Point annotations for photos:
★ ★ ★

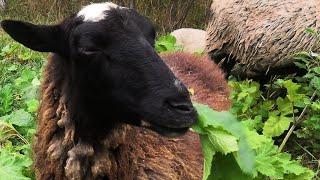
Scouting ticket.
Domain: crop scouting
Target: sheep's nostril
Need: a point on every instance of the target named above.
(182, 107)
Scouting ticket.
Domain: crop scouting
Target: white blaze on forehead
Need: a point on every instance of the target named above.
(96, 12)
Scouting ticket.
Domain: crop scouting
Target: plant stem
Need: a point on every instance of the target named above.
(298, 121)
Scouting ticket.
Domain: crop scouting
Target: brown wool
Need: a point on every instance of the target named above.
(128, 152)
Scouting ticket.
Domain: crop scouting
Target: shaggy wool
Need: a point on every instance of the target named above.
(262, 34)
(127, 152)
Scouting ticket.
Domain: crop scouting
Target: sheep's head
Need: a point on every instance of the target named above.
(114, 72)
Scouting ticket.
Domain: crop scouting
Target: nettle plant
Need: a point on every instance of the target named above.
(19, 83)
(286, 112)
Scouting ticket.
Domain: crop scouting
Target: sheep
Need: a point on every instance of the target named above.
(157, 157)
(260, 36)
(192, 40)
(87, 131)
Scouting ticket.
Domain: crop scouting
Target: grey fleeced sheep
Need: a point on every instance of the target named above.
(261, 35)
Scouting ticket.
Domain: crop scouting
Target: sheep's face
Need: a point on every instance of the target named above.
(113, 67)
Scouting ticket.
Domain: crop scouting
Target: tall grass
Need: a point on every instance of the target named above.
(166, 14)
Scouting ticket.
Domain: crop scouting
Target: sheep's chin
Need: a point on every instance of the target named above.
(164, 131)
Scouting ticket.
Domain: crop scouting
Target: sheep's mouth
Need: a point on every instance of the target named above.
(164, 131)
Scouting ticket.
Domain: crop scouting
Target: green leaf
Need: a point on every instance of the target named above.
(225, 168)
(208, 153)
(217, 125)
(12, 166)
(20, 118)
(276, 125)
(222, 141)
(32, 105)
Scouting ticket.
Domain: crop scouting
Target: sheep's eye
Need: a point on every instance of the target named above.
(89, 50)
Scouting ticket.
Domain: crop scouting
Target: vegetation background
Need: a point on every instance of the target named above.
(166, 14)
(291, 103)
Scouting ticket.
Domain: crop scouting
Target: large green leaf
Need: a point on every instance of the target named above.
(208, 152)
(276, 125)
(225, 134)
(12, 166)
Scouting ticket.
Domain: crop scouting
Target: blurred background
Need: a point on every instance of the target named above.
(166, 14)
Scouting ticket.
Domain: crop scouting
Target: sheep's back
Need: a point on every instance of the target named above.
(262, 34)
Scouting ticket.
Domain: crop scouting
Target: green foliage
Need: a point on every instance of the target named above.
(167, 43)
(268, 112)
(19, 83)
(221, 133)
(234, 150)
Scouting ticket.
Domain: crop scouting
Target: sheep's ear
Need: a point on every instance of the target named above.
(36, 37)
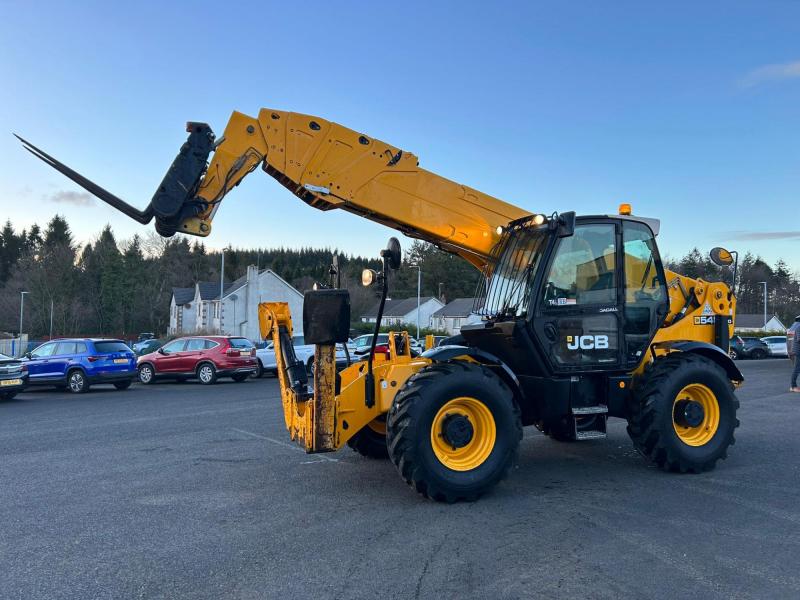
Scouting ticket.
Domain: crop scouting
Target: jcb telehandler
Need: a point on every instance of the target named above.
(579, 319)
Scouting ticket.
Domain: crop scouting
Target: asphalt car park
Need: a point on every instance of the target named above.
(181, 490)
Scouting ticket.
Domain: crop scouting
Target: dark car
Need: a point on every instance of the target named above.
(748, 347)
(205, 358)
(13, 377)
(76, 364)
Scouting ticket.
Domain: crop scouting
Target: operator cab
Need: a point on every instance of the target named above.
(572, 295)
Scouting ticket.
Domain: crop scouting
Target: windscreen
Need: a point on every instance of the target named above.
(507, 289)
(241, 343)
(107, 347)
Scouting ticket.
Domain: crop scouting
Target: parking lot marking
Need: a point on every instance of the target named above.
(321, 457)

★ ★ ★

Write the entries above out again exactly, but not the pictures.

Scouting ticket.
Domain: crop scouting
Target: sheep's nostril
Need: a point on every instance of the target named above.
(182, 107)
Scouting ticket.
Domain: crop scouting
Target: white blaze on forehead
Need: a point on every instance of the target named above.
(96, 12)
Scouting ticket.
Domain: crop scouting
Target: plant stem
Need: a point on every instance of the target named above.
(298, 121)
Scouting ticket.
Domain: crop scouting
Target: brown wool
Need: a point on every instance of the target named above.
(128, 152)
Scouting ticket.
Domain: crop scouting
Target: shaggy wool
Need: a point on every instance of the target named above.
(262, 34)
(127, 152)
Scouting ticket.
Domain: crop scouting
Target: sheep's head
Need: a point on every instance of the target named above.
(114, 72)
Scouting ticket.
Domain: crop scouting
Target: nettle plant
Need: a point on every instance of the target named above.
(19, 83)
(286, 112)
Scouting ticket.
Domain: crop scouting
Target: sheep
Need: a point on every instance of the target named above.
(157, 157)
(260, 36)
(192, 40)
(87, 131)
Scouting ticket.
Domain: crop scouting
Target: grey fleeced sheep
Need: a point on every instance of the target named above.
(261, 35)
Scouting ticket.
Domain: crop scouting
Target: sheep's face
Need: a point on every instance of the target named above.
(113, 67)
Scouting ticket.
Domain: crop scouting
Target: tall grass
Need: a point on every instance of the target named above.
(166, 14)
Scouting ticket.
Domain: crop scouting
Target: sheep's chin
Need: a point on every instance of the target named above.
(164, 131)
Scouting ticket.
Domain: crop scouting
Target: sheep's mouth
Need: a point on every instance of the target named above.
(164, 131)
Scouting ticket.
Domain: crop scouting
Target: green leaf
Need: a point on every instance of the target named above.
(225, 168)
(208, 153)
(217, 125)
(12, 166)
(20, 118)
(276, 125)
(222, 141)
(32, 105)
Scouting ticket.
Domain: crop scouting
Target: sheep's eye
Need: a point on every instance of the target named above.
(89, 50)
Scouting ticket.
Domain: crop scouting
Target: vegetation background
Need: a point on every instance of the target named above.
(166, 14)
(291, 103)
Scouting ticket.
Domain: crop scouting
Target: large green leaf
Need: a point on every instance of the target named above.
(208, 152)
(276, 125)
(225, 134)
(12, 166)
Scouting ticket.
Domain: crop scouting
Target: blurred background
Need: a point on every instance of the target named above.
(166, 14)
Scouting ticket.
Domain: crop scouting
Target: sheep's back
Need: a point on every instance of the target named above.
(262, 34)
Scouting ticket.
Domain: crop scouting
Target: green foliage
Need: a point on every instance of the target named above.
(167, 43)
(268, 112)
(19, 83)
(221, 133)
(234, 150)
Scouting ticket.
Domain: crop scouting
Target: sheep's ear
Need: a point on every instance of the target named above.
(36, 37)
Scouting ticket.
Domain: crop scouting
Target: jcb telehandler
Need: a point on every instance of the target named above.
(579, 319)
Scouting ticket.
Domain: crop scouting
Target: asphalt car park
Need: a point on every instance of the target named above.
(181, 490)
Scouting ticket.
Domain: crop scouting
Target: dark car
Need: a point on every instance of the target named above.
(748, 347)
(205, 358)
(13, 377)
(76, 364)
Scouting ticket.
Domain: crop scouting
Target: operator cab
Need: a point on every instance of the target named above.
(572, 295)
Scouting ticket.
Domain: crop scouting
Target: windscreen
Need: a point on every instance of the target named above.
(507, 289)
(241, 343)
(107, 347)
Scouting ticket.
Domain: crop scouting
Target: parking lot marking
Need: a point on every instance of the target named above.
(321, 457)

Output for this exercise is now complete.